SET EXERCISE -
Give the lines again exactly, from the one holding "A single pin marks each instance of the pink striped" to the last line of the listing below, both ends included and nothing added.

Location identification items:
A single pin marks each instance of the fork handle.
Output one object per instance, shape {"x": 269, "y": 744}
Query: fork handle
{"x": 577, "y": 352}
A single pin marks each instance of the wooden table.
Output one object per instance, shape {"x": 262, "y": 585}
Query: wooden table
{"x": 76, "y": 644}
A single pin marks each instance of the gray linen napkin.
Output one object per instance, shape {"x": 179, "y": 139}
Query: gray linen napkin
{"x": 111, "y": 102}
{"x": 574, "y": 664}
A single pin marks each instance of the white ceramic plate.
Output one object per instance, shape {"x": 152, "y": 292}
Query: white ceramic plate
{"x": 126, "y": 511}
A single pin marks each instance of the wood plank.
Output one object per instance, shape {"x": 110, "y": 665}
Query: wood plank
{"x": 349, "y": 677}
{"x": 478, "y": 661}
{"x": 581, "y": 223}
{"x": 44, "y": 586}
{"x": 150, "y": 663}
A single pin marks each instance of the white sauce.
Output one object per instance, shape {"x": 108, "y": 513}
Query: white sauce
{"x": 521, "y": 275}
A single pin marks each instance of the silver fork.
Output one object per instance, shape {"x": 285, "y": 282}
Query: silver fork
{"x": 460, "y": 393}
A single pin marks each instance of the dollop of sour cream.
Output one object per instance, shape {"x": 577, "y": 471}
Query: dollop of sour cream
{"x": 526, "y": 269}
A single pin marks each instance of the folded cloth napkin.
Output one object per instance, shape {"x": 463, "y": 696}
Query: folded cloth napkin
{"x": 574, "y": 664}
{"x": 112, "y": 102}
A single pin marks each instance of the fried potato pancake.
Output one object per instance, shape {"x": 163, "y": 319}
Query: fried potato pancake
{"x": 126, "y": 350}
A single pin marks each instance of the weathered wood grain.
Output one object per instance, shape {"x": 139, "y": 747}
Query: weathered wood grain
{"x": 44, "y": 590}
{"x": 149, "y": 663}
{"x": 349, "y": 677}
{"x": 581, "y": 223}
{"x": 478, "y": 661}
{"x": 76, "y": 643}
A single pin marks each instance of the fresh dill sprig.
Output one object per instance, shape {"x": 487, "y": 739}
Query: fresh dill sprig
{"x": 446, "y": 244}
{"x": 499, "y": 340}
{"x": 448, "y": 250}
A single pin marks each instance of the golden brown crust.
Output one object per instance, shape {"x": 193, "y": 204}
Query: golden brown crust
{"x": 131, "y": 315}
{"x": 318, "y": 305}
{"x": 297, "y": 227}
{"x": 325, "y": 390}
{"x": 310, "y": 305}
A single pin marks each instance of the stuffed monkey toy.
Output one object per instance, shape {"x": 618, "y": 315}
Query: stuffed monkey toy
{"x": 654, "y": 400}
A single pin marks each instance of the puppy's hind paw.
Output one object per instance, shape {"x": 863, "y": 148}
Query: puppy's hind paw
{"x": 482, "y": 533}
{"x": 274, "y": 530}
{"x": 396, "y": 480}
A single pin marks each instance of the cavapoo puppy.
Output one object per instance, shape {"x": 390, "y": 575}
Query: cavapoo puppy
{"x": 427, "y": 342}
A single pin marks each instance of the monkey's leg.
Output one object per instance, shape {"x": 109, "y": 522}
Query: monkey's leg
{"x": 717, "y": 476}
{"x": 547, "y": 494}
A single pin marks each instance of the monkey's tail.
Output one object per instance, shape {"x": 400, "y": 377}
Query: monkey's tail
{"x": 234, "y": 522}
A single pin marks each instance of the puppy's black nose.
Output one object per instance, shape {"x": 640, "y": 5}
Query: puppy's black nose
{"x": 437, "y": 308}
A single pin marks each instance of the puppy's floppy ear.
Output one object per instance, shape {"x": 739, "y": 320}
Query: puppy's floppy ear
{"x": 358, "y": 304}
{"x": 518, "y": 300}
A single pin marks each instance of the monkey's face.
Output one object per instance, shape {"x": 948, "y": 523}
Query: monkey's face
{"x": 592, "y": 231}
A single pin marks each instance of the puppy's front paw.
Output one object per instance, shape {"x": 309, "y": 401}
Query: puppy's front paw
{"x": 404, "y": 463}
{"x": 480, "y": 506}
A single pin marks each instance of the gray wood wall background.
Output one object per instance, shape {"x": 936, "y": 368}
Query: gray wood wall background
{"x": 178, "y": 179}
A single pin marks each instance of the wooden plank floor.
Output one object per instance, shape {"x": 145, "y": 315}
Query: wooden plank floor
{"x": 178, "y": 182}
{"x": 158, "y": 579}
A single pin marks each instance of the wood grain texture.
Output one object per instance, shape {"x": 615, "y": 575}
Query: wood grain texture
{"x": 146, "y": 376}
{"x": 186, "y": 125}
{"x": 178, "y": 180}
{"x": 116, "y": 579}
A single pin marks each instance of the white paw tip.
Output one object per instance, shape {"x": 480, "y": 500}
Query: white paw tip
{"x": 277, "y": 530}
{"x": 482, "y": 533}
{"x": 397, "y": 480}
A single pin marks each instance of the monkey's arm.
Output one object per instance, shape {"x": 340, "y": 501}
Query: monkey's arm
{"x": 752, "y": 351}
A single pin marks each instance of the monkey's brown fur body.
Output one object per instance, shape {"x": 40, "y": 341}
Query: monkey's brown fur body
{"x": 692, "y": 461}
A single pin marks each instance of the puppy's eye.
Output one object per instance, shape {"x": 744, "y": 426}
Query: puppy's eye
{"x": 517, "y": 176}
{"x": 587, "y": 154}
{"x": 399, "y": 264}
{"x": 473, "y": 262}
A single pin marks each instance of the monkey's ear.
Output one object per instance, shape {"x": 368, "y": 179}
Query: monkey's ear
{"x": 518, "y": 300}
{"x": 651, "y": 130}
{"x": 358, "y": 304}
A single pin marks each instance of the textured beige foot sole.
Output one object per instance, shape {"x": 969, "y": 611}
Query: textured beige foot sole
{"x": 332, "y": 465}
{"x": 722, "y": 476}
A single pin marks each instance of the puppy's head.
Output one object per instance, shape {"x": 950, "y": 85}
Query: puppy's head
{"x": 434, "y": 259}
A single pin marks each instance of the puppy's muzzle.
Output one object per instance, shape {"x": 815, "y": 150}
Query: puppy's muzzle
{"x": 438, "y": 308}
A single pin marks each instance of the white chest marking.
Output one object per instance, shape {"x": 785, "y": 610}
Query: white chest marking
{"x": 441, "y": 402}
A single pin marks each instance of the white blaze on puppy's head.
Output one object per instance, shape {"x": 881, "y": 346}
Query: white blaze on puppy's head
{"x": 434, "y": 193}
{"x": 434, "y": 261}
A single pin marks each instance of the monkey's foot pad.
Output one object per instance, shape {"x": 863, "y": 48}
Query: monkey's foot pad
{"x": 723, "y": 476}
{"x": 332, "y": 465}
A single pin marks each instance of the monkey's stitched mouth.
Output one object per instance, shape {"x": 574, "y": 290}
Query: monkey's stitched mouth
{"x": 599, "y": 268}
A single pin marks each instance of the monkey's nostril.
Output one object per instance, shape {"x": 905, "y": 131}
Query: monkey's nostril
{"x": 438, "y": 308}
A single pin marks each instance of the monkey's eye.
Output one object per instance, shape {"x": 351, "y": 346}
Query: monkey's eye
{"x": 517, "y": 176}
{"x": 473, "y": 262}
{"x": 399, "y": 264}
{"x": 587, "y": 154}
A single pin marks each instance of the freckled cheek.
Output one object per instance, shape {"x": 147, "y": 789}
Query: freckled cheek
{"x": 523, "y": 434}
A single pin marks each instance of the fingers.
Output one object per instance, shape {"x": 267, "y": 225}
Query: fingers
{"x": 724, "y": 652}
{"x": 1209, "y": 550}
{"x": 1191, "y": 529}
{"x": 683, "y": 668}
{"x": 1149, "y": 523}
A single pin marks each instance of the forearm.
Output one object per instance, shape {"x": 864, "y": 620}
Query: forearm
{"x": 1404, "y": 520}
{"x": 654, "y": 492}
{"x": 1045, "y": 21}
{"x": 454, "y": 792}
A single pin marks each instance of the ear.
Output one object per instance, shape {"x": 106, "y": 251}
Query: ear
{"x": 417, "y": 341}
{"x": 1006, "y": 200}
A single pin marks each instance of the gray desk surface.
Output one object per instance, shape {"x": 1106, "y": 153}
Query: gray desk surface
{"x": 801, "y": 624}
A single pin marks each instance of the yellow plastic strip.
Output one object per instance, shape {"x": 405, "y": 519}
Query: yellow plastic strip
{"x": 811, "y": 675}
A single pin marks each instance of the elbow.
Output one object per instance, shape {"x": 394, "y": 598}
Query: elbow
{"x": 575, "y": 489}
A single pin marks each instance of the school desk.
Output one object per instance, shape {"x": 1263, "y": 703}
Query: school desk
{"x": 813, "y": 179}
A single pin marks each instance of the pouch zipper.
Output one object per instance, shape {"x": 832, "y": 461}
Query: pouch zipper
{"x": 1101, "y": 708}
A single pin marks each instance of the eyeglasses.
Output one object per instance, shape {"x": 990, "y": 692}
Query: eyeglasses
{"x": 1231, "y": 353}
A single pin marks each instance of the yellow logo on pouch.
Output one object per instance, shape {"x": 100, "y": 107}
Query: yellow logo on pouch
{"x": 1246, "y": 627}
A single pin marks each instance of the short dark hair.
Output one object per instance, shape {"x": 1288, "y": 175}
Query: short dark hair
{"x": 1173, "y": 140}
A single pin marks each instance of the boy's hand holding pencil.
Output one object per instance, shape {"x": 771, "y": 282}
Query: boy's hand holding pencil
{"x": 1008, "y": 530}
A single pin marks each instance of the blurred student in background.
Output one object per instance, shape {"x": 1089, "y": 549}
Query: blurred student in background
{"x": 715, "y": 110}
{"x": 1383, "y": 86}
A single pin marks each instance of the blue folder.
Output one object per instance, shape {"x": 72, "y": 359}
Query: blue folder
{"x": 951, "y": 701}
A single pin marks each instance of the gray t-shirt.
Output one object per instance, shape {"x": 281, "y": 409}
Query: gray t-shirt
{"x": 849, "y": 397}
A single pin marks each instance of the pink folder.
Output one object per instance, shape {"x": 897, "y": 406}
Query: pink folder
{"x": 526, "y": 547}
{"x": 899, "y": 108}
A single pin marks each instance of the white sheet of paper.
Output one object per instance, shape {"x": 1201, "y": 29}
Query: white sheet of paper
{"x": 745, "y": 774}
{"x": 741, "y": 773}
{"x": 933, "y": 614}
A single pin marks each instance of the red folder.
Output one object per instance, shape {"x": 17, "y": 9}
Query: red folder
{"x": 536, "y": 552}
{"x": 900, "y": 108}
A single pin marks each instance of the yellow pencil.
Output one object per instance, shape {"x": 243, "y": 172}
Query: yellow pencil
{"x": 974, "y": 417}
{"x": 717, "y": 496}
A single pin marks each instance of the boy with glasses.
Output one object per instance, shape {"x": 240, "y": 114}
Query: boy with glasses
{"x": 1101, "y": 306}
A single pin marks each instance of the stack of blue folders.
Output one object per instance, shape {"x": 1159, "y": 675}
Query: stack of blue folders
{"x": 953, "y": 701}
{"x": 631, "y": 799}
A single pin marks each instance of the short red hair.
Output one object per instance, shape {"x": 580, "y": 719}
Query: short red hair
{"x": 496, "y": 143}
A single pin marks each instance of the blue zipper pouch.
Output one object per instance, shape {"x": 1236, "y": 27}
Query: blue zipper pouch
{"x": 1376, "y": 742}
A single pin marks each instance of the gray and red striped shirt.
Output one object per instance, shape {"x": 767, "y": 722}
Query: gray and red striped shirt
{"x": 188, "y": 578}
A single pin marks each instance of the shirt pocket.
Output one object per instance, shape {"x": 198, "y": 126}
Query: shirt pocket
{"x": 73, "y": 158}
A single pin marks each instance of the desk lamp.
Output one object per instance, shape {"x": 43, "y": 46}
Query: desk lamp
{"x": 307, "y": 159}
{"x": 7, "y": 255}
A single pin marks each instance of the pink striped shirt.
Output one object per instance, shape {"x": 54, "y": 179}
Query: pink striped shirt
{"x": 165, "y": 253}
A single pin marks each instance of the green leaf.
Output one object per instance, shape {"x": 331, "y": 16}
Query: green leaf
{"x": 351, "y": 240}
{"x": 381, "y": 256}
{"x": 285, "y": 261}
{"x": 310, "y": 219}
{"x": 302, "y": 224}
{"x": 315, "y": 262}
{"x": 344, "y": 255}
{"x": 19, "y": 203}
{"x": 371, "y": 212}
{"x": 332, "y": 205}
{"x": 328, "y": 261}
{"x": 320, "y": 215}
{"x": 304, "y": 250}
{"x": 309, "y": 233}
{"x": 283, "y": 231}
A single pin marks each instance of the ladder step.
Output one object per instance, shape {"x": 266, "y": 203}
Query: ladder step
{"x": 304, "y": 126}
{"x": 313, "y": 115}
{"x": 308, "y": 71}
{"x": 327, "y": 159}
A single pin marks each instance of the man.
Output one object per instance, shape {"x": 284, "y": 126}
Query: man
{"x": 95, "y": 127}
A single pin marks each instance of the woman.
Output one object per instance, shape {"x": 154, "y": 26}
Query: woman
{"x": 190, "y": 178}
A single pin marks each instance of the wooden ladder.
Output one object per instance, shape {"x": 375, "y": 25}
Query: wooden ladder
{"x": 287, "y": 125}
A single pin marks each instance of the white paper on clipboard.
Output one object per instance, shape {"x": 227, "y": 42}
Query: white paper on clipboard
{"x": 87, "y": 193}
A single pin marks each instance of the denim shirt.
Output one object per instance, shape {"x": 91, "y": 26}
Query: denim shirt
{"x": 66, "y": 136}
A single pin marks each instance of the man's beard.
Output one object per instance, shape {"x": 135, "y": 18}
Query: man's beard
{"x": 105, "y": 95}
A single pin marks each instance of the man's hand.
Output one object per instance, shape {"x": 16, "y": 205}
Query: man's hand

RESPONSE BELOW -
A single pin marks each instance of the pink striped shirt.
Output one object per instance, shape {"x": 54, "y": 179}
Query: pink striped shirt
{"x": 165, "y": 253}
A single pin marks each instance of the green leaf.
Output one object per instance, shape {"x": 331, "y": 16}
Query: green leaf
{"x": 351, "y": 240}
{"x": 381, "y": 256}
{"x": 285, "y": 261}
{"x": 310, "y": 219}
{"x": 302, "y": 224}
{"x": 315, "y": 262}
{"x": 344, "y": 255}
{"x": 19, "y": 203}
{"x": 371, "y": 212}
{"x": 332, "y": 205}
{"x": 328, "y": 261}
{"x": 320, "y": 215}
{"x": 304, "y": 250}
{"x": 309, "y": 233}
{"x": 283, "y": 231}
A single pin marks each instance of the ladder step.
Output one object per instance, shape {"x": 266, "y": 203}
Query: ladder step
{"x": 304, "y": 126}
{"x": 313, "y": 115}
{"x": 308, "y": 71}
{"x": 327, "y": 159}
A single pin marks each instance of the man.
Output one object per instance, shape {"x": 284, "y": 126}
Query: man
{"x": 95, "y": 127}
A single pin marks each instance of the woman.
Output one object per instance, shape {"x": 154, "y": 26}
Query: woman
{"x": 190, "y": 178}
A single pin marks each instance of the wooden ladder.
Output one object per instance, shape {"x": 375, "y": 25}
Query: wooden ladder
{"x": 287, "y": 125}
A single pin marks each instance of the white paper on clipboard.
Output one object per instance, shape {"x": 227, "y": 42}
Query: white paper on clipboard
{"x": 87, "y": 193}
A single pin marks each instance of the denim shirt.
Output one object per instance, shape {"x": 91, "y": 26}
Query: denim shirt
{"x": 66, "y": 136}
A single pin marks each instance of the man's beard.
Output one object per instance, shape {"x": 135, "y": 18}
Query: man's beard
{"x": 105, "y": 95}
A single pin marks each instance of the man's hand.
Output one object per instance, shape {"x": 16, "y": 205}
Query: man's hand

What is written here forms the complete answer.